The Automotive Service Association’s lobbyist last month showed repairers “very narrow” sample bill language it advocated in its push for legislation to force insurers to reimburse OEM repair procedures, and the Society of Collision Repair Specialists’ executive director suggested such an approach could be wise.
Adding extra issues like parts to the measures might be a tactical error and draw increased opposition, Society of Collision Repair Specialists Executive Director Aaron Schulenburg suggested March 20 during an ASA webinar conversation with ASA lobbyist Robert Redding Jr.
The ASA and Alliance of Automobile Manufacturers, which represents many OEMs, have announced a concentrated effort to pursue such legislation this session. Redding listed a series of bills which have arisen this session, though he didn’t specify if any arose independently of the associations’ efforts. (The two trade groups had anticipated such legislation might appear organically as well.) SCRS doesn’t typically get involved in state-level legislation, but it has signaled support for the effort.
ASA, SCRS, the Alliance of Automotive Service Providers and Assured Performance have since 2011 formally declared OEM repair procedures to be the standard of care. The insurer and collision repair training organization I-CAR has also said the same for years.
Redding listed the current legislative season’s lineup of OEM procedure bills:
- Connecticut House Bill 7266
- New Hampshire HB 664
- Minnesota House Bill 2234
- Illinois Senate Bill 2104
- Nevada Assembly Bill 173
- Montana House Bill 252
- Texas House Bill 1348
“We’ve had a lot of interest,” Redding said. He said some state groups were also building support and preparing to bring the issue to legislatures in 2020.
Redding attributed some of the interest to the John Eagle Collision case, in which a body shop lost a $31.5 million verdict in which a jury found a failure to follow OEM repair procedures was largely responsible for a couple’s ordeal. (The couple later settled from an undisclosed amount.)

——

■ EXERCISE AIM
List every state bill that the article on OEM repair procedure legislation names, with each bill's state and designation. The records that follow have no connection to the article on OEM repair procedure legislation.

——

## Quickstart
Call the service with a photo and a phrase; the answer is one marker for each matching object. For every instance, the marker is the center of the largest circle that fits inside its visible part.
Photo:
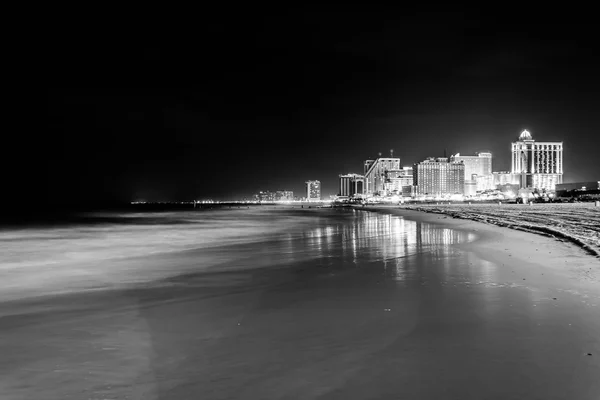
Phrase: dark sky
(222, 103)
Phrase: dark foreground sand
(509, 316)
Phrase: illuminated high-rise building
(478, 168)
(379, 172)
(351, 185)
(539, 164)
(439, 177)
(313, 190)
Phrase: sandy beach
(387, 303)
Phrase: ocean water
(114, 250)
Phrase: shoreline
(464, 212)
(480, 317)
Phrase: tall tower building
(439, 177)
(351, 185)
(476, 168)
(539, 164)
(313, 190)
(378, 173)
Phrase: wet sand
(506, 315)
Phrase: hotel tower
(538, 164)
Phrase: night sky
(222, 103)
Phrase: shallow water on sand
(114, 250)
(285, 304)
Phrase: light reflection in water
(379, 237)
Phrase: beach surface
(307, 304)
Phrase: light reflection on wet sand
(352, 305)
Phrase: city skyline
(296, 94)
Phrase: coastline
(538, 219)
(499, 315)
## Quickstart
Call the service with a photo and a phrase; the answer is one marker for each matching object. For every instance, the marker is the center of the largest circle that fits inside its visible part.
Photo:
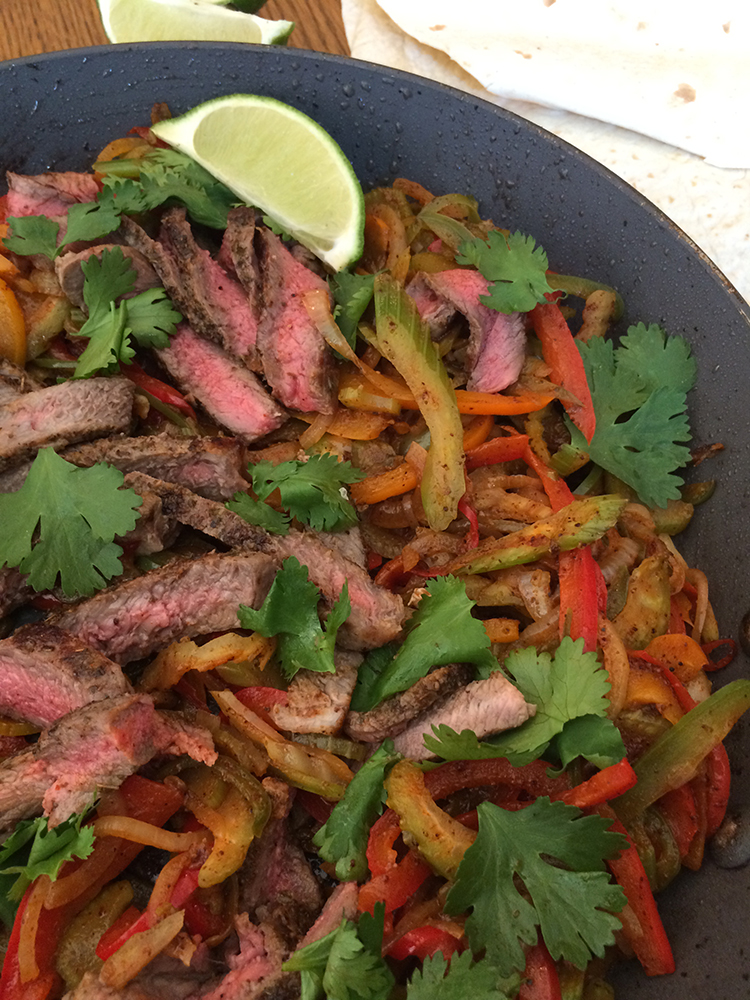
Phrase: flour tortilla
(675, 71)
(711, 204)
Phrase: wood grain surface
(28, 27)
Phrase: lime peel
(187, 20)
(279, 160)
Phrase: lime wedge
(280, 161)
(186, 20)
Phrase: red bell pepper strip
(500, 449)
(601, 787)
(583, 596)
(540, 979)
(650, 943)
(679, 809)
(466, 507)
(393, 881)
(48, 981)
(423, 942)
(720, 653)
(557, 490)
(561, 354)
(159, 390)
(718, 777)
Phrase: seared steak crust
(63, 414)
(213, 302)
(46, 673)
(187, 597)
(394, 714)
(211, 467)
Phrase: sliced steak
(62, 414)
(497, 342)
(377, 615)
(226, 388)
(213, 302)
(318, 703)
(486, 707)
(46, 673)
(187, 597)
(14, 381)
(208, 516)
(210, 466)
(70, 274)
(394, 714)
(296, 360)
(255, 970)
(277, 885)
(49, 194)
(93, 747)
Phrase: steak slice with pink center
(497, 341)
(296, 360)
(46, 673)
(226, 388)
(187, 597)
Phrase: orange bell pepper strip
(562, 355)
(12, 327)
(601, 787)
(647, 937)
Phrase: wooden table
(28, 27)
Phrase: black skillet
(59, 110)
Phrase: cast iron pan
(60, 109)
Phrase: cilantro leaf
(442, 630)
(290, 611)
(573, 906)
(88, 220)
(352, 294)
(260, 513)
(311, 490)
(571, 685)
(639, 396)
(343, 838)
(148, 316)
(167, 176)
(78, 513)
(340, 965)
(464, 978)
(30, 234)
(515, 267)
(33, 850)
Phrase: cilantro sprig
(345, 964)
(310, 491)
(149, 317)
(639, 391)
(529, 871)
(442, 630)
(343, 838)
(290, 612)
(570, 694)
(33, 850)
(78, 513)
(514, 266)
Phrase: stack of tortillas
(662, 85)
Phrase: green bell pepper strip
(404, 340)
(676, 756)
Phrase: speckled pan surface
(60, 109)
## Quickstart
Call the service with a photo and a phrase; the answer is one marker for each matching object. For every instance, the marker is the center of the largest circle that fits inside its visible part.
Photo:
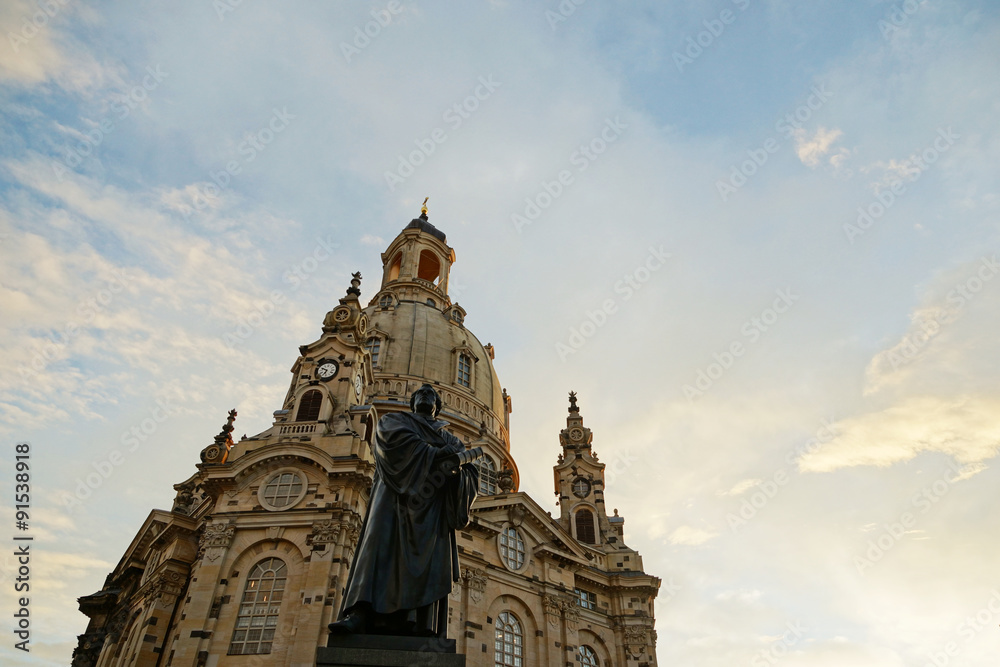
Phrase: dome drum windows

——

■ SOLUTION
- Connecticut House Bill 7266
- New Hampshire HB 664
- Minnesota House Bill 2234
- Illinois Senate Bill 2104
- Nevada Assembly Bill 173
- Montana House Bill 252
- Texas House Bill 1348